[Coordinate annotation records]
____________
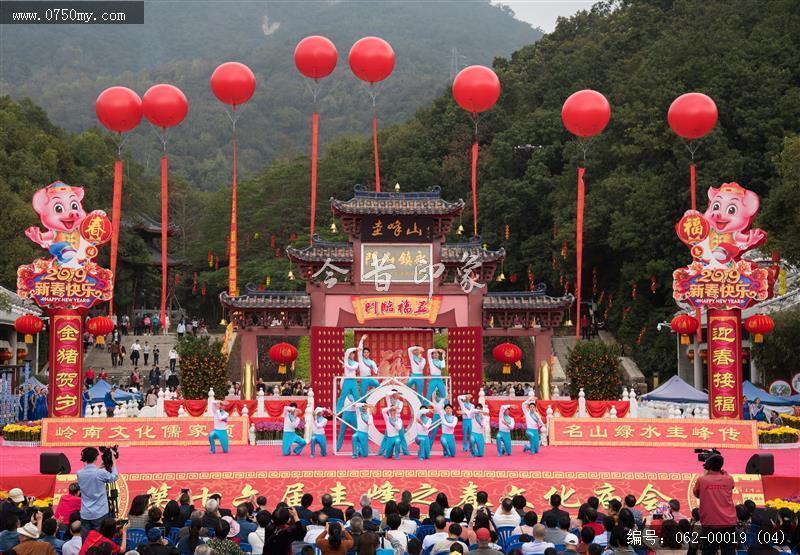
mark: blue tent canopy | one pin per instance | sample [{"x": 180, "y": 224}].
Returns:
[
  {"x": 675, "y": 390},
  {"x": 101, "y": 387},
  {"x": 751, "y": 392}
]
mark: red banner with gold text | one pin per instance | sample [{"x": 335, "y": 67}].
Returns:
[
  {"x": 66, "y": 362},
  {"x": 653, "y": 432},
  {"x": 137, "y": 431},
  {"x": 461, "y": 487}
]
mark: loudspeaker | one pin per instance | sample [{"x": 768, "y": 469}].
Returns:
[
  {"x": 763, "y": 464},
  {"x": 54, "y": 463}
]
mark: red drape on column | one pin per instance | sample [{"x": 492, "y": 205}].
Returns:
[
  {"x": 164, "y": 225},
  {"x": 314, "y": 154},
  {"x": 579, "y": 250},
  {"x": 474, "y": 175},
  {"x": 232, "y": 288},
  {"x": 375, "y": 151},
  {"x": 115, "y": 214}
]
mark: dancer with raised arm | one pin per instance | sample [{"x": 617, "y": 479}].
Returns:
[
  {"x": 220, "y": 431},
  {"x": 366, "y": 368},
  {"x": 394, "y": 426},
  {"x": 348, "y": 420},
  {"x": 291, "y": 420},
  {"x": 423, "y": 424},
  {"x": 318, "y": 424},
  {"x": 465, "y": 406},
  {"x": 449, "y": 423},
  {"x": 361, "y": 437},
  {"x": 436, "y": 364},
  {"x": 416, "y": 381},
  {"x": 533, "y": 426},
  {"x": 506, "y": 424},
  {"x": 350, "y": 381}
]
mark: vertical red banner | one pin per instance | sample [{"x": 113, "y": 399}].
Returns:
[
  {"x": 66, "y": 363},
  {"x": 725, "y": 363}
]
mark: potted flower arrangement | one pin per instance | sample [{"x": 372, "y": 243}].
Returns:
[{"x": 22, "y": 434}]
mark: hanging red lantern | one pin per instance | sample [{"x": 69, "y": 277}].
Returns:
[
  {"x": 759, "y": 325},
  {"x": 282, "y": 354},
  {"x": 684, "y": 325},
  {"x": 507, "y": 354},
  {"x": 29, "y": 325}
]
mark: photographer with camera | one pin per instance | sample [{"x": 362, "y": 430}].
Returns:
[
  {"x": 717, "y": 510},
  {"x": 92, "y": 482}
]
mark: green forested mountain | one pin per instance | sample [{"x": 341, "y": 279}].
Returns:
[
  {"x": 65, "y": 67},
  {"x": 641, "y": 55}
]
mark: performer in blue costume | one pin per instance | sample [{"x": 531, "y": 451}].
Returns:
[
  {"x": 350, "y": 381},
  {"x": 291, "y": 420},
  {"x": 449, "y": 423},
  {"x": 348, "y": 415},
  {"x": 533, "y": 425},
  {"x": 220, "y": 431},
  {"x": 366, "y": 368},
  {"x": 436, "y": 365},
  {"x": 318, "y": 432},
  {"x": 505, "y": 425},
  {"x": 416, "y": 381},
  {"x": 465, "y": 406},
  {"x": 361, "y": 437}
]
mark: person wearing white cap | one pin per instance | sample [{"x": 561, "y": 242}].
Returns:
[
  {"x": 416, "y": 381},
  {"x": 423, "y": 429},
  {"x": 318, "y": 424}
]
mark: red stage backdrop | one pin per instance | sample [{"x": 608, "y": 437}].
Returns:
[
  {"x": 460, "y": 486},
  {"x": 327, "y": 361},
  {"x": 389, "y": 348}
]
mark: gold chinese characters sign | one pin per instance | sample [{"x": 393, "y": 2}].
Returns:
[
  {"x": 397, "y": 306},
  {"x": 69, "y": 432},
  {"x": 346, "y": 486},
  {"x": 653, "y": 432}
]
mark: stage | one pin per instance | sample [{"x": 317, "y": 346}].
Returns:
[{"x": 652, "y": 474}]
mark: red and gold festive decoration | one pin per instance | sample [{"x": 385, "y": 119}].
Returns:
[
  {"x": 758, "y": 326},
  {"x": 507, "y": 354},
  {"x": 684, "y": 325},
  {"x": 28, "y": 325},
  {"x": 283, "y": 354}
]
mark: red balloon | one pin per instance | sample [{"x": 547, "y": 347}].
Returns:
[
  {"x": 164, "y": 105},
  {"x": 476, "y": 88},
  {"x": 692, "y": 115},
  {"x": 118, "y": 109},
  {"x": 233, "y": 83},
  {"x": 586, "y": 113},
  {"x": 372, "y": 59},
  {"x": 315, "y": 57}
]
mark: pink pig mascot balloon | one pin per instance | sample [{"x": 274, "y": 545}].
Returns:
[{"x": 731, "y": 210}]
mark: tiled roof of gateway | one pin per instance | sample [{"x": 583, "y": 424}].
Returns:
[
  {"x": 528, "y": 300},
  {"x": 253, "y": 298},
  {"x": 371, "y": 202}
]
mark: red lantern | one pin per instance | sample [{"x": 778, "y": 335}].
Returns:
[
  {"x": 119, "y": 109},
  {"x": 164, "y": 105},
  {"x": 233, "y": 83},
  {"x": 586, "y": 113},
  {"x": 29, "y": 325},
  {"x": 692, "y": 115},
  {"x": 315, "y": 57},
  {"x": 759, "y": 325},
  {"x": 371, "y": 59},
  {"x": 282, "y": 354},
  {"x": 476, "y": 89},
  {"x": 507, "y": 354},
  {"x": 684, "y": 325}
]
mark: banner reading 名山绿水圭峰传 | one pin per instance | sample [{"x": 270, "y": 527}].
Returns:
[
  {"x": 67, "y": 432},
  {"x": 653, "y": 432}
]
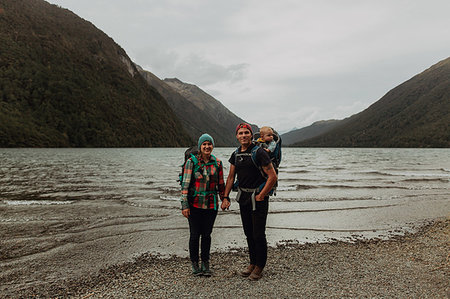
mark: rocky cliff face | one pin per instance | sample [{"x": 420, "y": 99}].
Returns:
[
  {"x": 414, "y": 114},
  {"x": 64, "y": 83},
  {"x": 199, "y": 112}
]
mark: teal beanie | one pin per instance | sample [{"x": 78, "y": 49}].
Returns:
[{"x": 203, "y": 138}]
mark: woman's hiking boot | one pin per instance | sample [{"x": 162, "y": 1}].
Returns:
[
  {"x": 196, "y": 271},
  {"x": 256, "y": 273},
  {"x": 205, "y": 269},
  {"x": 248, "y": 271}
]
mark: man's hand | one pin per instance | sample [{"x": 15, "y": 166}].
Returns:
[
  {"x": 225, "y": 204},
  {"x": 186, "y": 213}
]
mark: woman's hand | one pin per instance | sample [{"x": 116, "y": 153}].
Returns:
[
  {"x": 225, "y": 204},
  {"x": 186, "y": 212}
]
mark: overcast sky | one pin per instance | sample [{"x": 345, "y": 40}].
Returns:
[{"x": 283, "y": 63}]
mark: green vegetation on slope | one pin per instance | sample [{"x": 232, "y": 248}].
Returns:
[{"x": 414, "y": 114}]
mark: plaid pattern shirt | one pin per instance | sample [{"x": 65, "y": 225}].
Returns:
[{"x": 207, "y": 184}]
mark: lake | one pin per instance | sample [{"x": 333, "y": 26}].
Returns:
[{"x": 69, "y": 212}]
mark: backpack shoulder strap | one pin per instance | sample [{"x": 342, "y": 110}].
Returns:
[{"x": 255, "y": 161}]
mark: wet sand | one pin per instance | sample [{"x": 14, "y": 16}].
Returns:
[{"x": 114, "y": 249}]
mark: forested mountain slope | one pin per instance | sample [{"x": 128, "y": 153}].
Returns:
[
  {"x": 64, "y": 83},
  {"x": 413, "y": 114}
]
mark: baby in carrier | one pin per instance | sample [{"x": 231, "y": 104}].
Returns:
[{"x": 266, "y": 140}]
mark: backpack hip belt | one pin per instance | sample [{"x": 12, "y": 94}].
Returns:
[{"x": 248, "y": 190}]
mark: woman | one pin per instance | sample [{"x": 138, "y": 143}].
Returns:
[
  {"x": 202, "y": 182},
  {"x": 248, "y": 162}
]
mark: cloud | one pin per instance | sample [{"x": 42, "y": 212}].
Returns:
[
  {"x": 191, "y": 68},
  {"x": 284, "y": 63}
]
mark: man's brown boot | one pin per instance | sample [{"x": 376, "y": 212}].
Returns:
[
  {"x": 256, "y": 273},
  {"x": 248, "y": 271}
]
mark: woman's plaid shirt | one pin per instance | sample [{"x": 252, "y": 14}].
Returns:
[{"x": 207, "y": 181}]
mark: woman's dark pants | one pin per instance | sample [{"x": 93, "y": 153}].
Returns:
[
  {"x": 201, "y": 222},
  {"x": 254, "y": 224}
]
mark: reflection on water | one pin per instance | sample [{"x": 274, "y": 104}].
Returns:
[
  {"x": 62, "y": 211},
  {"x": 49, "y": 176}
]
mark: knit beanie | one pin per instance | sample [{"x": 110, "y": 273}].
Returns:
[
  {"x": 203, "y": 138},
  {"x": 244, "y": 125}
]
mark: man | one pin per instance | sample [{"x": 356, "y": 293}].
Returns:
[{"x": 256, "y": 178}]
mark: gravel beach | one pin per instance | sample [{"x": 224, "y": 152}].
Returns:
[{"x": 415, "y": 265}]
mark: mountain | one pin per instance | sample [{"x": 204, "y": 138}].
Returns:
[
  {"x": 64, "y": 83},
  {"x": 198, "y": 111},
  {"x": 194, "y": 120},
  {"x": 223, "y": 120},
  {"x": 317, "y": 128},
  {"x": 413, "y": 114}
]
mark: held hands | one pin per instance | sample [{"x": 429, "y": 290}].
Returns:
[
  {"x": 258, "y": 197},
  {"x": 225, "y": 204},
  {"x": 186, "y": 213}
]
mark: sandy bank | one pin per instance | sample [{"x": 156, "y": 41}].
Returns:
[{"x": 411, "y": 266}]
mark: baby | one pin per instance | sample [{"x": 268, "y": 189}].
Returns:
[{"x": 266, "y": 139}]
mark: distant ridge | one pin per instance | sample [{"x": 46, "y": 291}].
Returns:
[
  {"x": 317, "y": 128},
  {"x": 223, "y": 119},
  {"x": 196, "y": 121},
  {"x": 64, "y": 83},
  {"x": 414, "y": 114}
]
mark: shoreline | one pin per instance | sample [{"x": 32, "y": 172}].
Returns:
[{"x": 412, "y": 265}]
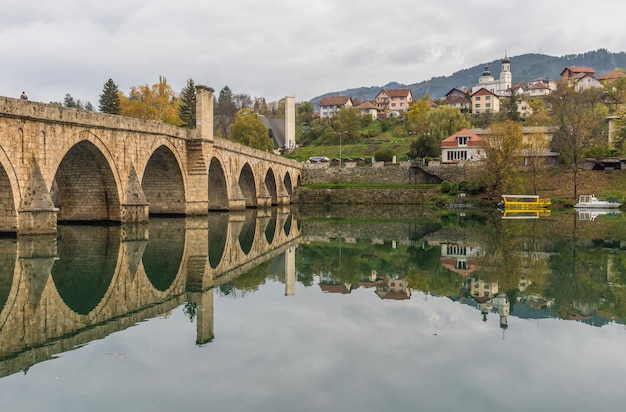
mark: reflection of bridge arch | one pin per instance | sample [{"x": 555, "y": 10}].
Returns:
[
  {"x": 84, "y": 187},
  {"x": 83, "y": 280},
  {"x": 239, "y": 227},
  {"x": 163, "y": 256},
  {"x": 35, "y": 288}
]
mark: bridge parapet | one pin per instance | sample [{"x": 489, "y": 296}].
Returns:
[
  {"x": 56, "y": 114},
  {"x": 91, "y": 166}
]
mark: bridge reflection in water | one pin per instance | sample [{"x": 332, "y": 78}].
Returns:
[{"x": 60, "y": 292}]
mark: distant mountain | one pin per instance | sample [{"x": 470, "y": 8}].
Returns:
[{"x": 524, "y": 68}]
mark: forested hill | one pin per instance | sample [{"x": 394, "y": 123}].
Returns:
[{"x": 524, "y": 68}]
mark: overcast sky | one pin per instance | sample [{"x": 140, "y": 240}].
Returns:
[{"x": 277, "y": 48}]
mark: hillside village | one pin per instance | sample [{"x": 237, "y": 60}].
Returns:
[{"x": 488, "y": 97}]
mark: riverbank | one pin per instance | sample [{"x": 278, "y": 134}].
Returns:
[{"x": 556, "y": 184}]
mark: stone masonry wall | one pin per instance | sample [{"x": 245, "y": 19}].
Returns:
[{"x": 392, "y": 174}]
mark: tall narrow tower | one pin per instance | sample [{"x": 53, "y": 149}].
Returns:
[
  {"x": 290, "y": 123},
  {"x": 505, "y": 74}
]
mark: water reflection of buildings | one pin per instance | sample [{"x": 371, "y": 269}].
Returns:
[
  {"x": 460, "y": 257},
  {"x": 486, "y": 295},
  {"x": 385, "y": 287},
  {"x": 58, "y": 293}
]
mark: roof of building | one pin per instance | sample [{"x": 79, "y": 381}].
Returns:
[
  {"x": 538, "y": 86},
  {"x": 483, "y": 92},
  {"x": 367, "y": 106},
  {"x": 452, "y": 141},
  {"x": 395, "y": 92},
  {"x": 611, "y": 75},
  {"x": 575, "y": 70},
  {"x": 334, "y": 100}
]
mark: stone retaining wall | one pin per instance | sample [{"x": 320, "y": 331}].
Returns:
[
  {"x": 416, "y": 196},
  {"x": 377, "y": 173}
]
____________
YOUR TASK
Please turn the stretch of data that begins with the line containing "mark: stone retaining" and runs through the end of the data into a numbered list, one line per item, with blank lines left out.

TASK RESPONSE
1. mark: stone retaining wall | one pin per instance | sample [{"x": 320, "y": 331}].
2. Returns:
3. [
4.   {"x": 416, "y": 196},
5.   {"x": 377, "y": 173}
6. ]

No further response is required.